**Required work**
Gather every line in the records below that contains the word "tree", and copy each one in full.

**Dataset content**

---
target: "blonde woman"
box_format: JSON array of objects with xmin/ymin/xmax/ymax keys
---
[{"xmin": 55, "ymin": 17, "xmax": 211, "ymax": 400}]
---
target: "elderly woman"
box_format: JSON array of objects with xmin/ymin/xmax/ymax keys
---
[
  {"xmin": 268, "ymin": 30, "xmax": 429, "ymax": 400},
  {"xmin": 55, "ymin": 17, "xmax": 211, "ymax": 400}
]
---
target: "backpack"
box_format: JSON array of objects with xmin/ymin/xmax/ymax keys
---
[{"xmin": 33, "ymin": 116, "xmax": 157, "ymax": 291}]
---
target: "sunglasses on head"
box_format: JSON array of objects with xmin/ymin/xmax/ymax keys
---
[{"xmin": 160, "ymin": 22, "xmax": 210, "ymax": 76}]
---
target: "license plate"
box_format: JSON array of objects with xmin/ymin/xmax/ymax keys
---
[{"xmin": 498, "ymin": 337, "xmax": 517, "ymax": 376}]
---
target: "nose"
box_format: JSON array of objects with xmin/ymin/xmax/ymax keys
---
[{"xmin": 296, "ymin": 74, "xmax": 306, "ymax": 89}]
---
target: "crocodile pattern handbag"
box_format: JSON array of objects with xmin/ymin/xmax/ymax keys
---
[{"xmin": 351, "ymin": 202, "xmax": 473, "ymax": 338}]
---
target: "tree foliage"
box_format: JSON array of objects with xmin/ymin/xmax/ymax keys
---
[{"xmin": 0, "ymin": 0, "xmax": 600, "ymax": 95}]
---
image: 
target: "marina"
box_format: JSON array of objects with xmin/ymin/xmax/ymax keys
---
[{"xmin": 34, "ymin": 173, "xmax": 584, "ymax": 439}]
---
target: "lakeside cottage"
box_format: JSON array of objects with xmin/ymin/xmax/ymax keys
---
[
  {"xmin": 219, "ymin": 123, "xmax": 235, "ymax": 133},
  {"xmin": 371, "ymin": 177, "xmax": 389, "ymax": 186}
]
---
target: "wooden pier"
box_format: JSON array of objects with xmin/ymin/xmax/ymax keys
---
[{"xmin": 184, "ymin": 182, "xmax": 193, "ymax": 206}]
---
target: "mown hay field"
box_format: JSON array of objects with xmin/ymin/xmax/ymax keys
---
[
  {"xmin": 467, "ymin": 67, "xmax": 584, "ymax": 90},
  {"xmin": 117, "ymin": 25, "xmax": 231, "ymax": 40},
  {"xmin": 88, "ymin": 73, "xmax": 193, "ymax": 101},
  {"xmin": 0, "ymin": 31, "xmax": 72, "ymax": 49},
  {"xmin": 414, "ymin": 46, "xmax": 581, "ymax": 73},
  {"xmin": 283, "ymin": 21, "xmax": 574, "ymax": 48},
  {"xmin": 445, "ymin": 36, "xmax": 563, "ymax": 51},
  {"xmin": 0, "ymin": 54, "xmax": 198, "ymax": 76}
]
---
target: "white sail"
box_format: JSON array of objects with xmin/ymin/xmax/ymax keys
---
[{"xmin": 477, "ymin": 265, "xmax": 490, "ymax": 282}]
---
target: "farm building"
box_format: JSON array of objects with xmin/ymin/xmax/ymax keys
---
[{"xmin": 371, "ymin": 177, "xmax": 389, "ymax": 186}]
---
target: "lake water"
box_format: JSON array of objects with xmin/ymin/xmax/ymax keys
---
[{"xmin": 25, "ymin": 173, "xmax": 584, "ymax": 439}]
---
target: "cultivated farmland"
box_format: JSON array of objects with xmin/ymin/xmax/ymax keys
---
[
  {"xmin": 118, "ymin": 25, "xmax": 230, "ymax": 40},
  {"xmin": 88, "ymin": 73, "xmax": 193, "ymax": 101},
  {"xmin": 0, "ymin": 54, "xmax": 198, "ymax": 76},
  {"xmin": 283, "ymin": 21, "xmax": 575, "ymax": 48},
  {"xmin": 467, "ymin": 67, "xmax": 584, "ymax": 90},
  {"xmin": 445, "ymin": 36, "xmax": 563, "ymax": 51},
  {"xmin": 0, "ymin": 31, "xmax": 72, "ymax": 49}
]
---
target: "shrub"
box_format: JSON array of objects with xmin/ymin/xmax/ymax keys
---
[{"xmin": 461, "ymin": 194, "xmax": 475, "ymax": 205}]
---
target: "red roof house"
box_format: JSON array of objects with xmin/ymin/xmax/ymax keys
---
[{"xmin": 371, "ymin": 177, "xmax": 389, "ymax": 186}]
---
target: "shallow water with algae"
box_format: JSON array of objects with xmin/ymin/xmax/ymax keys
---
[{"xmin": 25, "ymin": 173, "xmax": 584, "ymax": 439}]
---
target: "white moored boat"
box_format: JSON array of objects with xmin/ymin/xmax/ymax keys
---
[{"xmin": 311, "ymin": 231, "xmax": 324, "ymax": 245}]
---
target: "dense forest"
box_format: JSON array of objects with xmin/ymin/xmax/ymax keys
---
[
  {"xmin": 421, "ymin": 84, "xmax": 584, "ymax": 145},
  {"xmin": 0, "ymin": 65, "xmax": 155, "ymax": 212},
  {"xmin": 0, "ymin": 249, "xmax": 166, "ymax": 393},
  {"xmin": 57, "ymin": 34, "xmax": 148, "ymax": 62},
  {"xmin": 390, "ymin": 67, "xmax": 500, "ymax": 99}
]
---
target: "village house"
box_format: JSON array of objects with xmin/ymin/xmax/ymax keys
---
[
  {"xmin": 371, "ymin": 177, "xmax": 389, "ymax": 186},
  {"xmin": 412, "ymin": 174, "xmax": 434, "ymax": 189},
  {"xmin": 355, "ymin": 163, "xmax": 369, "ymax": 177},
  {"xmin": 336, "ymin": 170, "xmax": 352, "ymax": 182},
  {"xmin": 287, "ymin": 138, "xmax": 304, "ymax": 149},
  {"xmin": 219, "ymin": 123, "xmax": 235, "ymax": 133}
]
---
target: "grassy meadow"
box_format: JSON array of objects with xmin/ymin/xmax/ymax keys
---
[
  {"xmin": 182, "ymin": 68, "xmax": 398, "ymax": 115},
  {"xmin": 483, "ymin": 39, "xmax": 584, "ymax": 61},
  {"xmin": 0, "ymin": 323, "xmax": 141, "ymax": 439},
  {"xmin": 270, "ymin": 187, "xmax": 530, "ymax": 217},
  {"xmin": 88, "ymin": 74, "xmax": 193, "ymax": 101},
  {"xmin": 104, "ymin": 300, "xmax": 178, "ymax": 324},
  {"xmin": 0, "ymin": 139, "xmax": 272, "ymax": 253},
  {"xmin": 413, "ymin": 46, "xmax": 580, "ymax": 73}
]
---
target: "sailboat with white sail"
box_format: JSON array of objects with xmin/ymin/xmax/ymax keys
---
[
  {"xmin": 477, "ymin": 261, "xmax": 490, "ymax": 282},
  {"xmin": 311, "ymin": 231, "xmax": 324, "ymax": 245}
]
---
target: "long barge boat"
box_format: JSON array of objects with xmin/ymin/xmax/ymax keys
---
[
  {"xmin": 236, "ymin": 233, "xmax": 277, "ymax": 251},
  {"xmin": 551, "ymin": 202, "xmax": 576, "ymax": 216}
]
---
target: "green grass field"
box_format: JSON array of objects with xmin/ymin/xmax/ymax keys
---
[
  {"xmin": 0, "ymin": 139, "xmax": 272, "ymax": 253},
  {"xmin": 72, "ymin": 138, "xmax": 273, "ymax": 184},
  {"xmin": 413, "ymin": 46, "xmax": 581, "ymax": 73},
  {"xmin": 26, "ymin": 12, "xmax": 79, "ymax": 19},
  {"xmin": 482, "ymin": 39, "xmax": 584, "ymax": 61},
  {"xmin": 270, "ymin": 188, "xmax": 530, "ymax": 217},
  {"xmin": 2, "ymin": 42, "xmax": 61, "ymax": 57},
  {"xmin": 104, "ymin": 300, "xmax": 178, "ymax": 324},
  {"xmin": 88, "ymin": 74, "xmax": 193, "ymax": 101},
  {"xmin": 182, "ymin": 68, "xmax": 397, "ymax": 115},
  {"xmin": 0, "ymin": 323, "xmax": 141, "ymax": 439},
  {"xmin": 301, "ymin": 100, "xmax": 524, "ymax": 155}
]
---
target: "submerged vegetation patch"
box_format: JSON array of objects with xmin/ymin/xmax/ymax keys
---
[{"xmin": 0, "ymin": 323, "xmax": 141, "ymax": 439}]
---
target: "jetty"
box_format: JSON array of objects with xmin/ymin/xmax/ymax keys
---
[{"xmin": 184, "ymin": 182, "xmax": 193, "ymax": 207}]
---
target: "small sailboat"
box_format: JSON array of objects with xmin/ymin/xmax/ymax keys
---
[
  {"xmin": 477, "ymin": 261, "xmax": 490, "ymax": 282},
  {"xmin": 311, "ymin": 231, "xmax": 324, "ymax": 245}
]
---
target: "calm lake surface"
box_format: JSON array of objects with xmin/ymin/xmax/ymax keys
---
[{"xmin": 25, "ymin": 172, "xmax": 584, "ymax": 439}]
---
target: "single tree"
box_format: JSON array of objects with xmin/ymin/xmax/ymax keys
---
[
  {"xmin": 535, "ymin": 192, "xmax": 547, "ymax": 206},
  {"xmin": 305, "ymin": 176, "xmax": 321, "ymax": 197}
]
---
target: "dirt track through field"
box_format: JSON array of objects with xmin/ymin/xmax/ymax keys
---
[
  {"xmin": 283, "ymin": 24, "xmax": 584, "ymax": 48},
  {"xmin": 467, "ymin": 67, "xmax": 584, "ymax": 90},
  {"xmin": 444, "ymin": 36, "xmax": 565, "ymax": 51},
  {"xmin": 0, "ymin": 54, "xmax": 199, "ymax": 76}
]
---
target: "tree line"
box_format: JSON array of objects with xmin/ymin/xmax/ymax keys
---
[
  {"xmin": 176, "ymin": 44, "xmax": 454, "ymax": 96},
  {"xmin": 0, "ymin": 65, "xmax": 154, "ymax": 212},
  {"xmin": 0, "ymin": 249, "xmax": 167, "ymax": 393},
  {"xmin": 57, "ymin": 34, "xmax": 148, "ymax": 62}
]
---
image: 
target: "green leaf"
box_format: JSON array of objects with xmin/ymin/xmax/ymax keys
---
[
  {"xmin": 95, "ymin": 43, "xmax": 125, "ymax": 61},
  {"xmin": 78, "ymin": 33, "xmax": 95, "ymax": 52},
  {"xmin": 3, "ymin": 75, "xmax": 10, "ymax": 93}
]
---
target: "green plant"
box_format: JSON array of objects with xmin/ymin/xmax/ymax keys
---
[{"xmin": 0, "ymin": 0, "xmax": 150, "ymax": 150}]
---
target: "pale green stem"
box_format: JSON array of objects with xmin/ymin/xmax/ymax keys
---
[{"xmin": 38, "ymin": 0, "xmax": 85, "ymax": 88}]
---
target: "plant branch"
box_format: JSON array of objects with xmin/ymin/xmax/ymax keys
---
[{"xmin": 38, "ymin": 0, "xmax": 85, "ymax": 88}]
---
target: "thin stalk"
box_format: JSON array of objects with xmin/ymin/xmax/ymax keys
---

**Result for this task**
target: "tree foliage"
target: "single tree"
target: "tree line"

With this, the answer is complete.